◆ Actions to take:
A. Using the laminin text, answer the following:
(i) Which chains make up laminin-1?
(ii) How many laminin isoforms are currently known, according to the text?
(iii) Which cells did the study use as its model?
B. Continue the laminin text, picking up after its last sentence.
Top of Text excerpt
The ECM glycoprotein laminin has the largest number of sequences for cell surface receptors (Nomizu et al., 1995; Yoshida et al., 1999). Laminins along with collagen IV and proteoglycans form the structure of basement membrane (BM), a network of specific ECM proximately touching cells (Engbring and Kleinman, 2003; Sasaki et al., 2004). Currently, at least 12 different isoforms of laminin in various tissues are known (Patarroyo et al., 2002). The most characterized isoform is laminin-1 from Engelberth-Holm-Swarm mouse sarcoma. It is composed of α1, β1 and γ1 chains bound by S-S links (Beck et al., 1990). Laminin-2/4 (α2β1/2γ1) from human placenta has 50% homology to laminin-1 amino acid sequence and equal domain composition (Vuolteenaho et al., 1994). The laminin α2 chain (laminin-2/4) was found in BM of skeletal muscle, heart muscle and Schwann cells (Leivo and Engvall, 1988; Ehrig et al., 1990). It has been shown that mutations in the laminin α2 chain result in muscular dystrophy (Wewer and Engvall, 1996; Cohn et al., 1998; Guo et al., 2003).

Although laminin-2/4 has been found in the skin (Sollberg et al., 1992; Sewry et al., 1996; Squarzoni et al., 1997), its specific interactions with skin cells are not as well characterized as those of laminin-1 and laminin-5. In addition, it has been reported that the expression of the α2 subunit of laminin correlates with increased cell adhesion and metastatic propensity (Jenq et al., 1994). Thus, laminin-2/4 can play an essential role in both normal skin morphogenesis and skin carcinogenesis. We have shown that laminin-2/4 is a better adhesion agent for human keratinocytes and epidermoid carcinoma A-431 cells than laminin-1 (Gorelik et al., 2001; Voronkina et al., 1999).

In this study, we applied a number of methods to compare the contribution of laminin receptors to different stages of the interaction of cells with laminin-2/4 (from attachment to motility). We used human epidermoid carcinoma cells, A-431, as a model, since a wealth of information about the receptors to laminin-1 is available.
Bottom of Text excerpt
Top of Information provided
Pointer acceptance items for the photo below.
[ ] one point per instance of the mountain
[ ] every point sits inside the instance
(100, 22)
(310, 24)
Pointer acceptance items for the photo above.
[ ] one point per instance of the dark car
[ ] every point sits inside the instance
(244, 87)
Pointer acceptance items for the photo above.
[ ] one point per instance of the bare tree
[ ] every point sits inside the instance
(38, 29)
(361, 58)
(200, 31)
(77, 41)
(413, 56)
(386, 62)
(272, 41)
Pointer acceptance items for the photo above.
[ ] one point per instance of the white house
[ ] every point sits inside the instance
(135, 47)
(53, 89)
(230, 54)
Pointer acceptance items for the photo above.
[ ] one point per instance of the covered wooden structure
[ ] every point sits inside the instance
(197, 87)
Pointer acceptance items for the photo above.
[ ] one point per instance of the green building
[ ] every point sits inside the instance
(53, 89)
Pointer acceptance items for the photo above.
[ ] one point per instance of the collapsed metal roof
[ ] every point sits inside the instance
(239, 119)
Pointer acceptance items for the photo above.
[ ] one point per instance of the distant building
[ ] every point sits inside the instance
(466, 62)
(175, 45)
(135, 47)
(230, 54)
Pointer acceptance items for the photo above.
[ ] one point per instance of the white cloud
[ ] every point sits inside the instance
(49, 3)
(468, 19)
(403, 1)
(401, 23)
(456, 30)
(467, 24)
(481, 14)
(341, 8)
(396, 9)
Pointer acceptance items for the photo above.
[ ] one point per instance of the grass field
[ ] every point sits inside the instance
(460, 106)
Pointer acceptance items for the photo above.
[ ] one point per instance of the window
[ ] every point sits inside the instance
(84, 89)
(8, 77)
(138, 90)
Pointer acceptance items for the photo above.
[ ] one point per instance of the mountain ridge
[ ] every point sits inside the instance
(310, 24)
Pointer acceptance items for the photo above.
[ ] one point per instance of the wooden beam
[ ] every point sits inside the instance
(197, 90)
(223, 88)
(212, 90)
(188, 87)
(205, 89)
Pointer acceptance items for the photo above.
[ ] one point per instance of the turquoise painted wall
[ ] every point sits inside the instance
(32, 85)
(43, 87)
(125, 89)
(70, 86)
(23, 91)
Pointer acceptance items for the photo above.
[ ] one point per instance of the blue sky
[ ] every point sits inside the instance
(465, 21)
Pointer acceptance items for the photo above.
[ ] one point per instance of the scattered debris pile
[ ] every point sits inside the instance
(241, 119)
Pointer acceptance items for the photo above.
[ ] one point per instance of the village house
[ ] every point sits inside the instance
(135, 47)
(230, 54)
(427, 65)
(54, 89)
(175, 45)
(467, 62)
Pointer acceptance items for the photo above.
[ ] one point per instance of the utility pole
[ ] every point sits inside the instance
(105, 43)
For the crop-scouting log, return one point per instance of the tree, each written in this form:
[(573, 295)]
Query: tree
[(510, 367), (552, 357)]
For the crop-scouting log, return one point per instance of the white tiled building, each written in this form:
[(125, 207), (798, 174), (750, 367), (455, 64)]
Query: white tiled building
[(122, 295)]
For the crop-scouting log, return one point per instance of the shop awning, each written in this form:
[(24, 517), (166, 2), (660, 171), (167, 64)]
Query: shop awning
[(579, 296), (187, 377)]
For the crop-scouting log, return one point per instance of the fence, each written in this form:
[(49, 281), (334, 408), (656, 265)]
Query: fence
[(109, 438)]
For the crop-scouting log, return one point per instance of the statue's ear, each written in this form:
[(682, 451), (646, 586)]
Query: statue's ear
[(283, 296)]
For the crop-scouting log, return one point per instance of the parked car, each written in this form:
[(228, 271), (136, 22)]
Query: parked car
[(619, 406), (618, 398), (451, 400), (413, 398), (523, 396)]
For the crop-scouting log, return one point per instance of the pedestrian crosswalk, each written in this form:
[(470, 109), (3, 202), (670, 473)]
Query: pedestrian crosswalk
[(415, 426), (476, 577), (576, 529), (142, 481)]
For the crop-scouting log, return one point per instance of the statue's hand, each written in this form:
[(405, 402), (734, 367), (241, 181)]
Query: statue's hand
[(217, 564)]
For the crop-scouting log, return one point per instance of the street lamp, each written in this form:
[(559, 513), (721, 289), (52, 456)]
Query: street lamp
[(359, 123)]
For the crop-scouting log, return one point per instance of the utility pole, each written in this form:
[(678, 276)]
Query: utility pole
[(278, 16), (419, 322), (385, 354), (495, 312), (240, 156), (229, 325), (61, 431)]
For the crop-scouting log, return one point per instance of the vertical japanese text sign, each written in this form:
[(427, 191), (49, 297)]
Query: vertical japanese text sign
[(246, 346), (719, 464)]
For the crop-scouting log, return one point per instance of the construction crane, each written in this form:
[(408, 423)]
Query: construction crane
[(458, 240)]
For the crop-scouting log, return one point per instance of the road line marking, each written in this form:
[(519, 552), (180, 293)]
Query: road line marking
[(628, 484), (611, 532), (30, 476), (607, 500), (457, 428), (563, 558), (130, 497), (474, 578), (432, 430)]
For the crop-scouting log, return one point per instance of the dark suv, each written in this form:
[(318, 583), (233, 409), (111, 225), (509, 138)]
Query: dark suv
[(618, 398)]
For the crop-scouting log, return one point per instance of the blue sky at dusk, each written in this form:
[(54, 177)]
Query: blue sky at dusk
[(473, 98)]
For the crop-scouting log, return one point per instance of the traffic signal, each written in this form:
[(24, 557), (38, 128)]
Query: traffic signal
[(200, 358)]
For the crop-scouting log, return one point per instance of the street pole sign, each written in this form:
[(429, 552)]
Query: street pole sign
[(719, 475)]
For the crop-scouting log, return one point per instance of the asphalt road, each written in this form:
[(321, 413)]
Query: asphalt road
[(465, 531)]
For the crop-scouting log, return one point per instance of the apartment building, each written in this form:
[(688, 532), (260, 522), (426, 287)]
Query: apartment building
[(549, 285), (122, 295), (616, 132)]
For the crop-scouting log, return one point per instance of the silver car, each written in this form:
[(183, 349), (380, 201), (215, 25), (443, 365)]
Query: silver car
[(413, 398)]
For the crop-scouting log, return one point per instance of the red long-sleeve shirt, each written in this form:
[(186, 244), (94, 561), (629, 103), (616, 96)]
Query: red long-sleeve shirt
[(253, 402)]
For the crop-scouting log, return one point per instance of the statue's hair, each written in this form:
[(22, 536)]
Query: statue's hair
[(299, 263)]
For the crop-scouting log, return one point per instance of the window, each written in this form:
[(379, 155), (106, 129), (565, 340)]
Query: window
Bottom of Information provided
◆ Responses for each task:
A.
(i) Laminin-1 is made up of α1, β1 and γ1 chains bound by S-S links.
(ii) At least 12 different laminin isoforms are known.
(iii) The study used human epidermoid carcinoma cells, A-431, as its model.

B.
2 Materials and methods

2.1 Cells and reagents

The transformed human epidermoid carcinoma cell line A-431 was obtained from the Russian Cell Culture Collection (Institute of Cytology RAS, St. Petersburg) and maintained in Dulbecco's modified Eagle's medium (DMEM) with 10% fetal calf serum.

Laminin isoforms were isolated from murine EHS-sarcoma (laminin-1) and human placenta (laminin-2/4) as previously described (Palm and Furcht, 1983, Gorelik et al., 2001). Proteins were stored at −70°C in the presence of protease inhibitors. To exclude the possibility of the presence of laminin-10/11 in the protein samples a Western blotting assay was performed using 4C7 antibodies to α5 laminin chain (laminin-10/11). The 4C7 monoclonal antibodies were kindly provided by Dr. E. Engvall (The La Jolla Cancer Research Foundation, USA).

To determine the contribution of α2β1, α3β1, α6β4 integrins and 67kDa LR to cell attachment and spreading, the A-431 cells were incubated with monoclonal antibodies to β1- (W1B1O, Sigma, 25μg/ml), α2- (α2\VLA-2α, BD Biosciences, 25μg/ml), α3- (clon P1B5, DAKO), β4-integrin chains (25μg/ml) and YIGSR peptide (Sigma, 40μg/ml) for 30min at 0°C (on ice). The monoclonal antibodies to β4-integrin chains were kindly provided by Dr. E. Engvall (The La Jolla Cancer Research Foundation, USA). For the cell adhesion inhibition assay and the cell migration assay, the same monoclonal antibodies were individually incubated with cells in serum-free medium at room temperature for 30min: anti-α2 (25μg/ml), anti-α3 (10μg/ml), β4 (25μg/ml).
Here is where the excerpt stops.